• _TASK BRIEF_
Every record shown below should be duplicated exactly.
Start of EXERCISE MATERIALS
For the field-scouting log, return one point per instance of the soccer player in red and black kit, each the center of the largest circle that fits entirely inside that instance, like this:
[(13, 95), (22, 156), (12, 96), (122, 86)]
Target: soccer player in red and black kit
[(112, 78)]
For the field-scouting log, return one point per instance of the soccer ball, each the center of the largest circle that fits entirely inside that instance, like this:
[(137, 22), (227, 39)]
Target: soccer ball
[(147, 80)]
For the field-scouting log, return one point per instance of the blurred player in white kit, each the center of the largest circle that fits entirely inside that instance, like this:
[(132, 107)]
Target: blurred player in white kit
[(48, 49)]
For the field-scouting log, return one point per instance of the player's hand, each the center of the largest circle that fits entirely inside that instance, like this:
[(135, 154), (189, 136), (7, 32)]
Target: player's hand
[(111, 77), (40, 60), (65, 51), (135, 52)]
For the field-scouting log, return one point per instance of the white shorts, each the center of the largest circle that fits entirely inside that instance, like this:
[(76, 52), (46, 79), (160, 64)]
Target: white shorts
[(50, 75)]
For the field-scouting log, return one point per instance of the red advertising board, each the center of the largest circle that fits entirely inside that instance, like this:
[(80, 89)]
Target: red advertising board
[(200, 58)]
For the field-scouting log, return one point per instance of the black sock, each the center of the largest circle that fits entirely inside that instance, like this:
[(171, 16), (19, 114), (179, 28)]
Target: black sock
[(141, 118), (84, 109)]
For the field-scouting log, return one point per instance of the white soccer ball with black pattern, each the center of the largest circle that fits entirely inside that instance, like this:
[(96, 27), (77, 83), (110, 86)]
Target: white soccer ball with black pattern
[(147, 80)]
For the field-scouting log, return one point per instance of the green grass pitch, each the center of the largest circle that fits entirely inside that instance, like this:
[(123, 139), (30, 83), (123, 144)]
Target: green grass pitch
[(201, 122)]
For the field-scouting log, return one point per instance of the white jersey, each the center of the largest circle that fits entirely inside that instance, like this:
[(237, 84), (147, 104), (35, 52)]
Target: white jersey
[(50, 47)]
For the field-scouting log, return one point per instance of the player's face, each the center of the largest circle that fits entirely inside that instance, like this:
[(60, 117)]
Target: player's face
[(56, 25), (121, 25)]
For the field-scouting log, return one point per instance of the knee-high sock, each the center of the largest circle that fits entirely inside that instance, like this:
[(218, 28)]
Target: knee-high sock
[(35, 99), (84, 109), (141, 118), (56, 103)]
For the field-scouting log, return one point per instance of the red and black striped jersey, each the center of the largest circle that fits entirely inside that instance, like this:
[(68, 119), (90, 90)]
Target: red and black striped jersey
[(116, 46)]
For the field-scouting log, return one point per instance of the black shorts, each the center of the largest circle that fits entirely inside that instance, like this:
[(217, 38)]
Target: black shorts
End of EXERCISE MATERIALS
• _WRITTEN ANSWER_
For the field-scouting log, return one point per instance of the soccer player in red and black kit, each the center of the largest circle that fits entirely inside that instance, like this:
[(13, 95), (22, 156), (12, 96), (122, 86)]
Target: soccer player in red and black kit
[(112, 78)]
For the field-scouting log, return one point per instance of the soccer ball, each the center of the largest circle that fits entirely inside that instance, like this:
[(137, 22), (227, 39)]
Target: soccer ball
[(147, 80)]
For the field-scouting log, return one point per instance of the blurred player in white kit, each the center of the largest circle that fits entirely inside that instance, like this:
[(132, 107)]
Target: blurred player in white kit
[(48, 49)]
For the field-scouting log, return one point per instance of the player's hand, each the center of the largest circle that fits entirely inside that instance, like this:
[(135, 154), (189, 136), (7, 32)]
Target: player's hand
[(111, 77), (40, 60), (65, 51), (135, 52)]
For the field-scouting log, return one point per instance of the white shorts, each the center of the largest circle that fits entirely inside that instance, like this:
[(76, 52), (46, 79), (160, 64)]
Target: white shorts
[(50, 75)]
For the field-scouting log, return one point per instance of the red advertising board, each the center of the largest circle that fits entirely inside that instance, like this:
[(80, 89)]
Target: red advertising board
[(200, 58)]
For the field-scouting log, return one point per instance of the black sock, each the center of the largest circle that fits entirely inside that instance, like this:
[(171, 16), (19, 114), (179, 28)]
Target: black sock
[(141, 118), (84, 109)]
For the field-scouting log, return one point per instance of the white soccer ball with black pattern, each the center of the largest circle that fits entirely inside that instance, like this:
[(96, 27), (77, 83), (110, 86)]
Target: white soccer ball with black pattern
[(147, 80)]
For the field-scouting log, return one point per instance of the green grass pitch, each the center of the largest circle that fits entirely inside that instance, like this:
[(123, 139), (30, 83), (123, 144)]
Target: green grass pitch
[(201, 122)]
For the field-scouting log, return one point per instance of the white jersey, each the center of the largest circle that fits entirely inside that instance, like this:
[(237, 84), (147, 104), (35, 52)]
Target: white jersey
[(50, 47)]
For the field-scouting log, return one point per instance of the player's face, each the center of the largest circle that fits entirely inside that instance, like this:
[(60, 117)]
Target: player's face
[(56, 25), (121, 25)]
For the field-scouting log, return one point per instance of the knee-high sock, each the center of the largest circle that fits entirely inside that instance, like this:
[(218, 28)]
Target: knee-high sock
[(35, 99), (84, 109), (141, 118), (56, 103)]
For the field-scouting log, return one point per instance of the red and black striped jersey, each the center of the largest circle that fits entirely inside that instance, like this:
[(68, 119), (90, 90)]
Target: red and black striped jersey
[(116, 46)]
For the field-scouting log, return one point per instance of the black shorts, each the center of the largest circle that fits entirely inside that instance, like this:
[(217, 38)]
Target: black shorts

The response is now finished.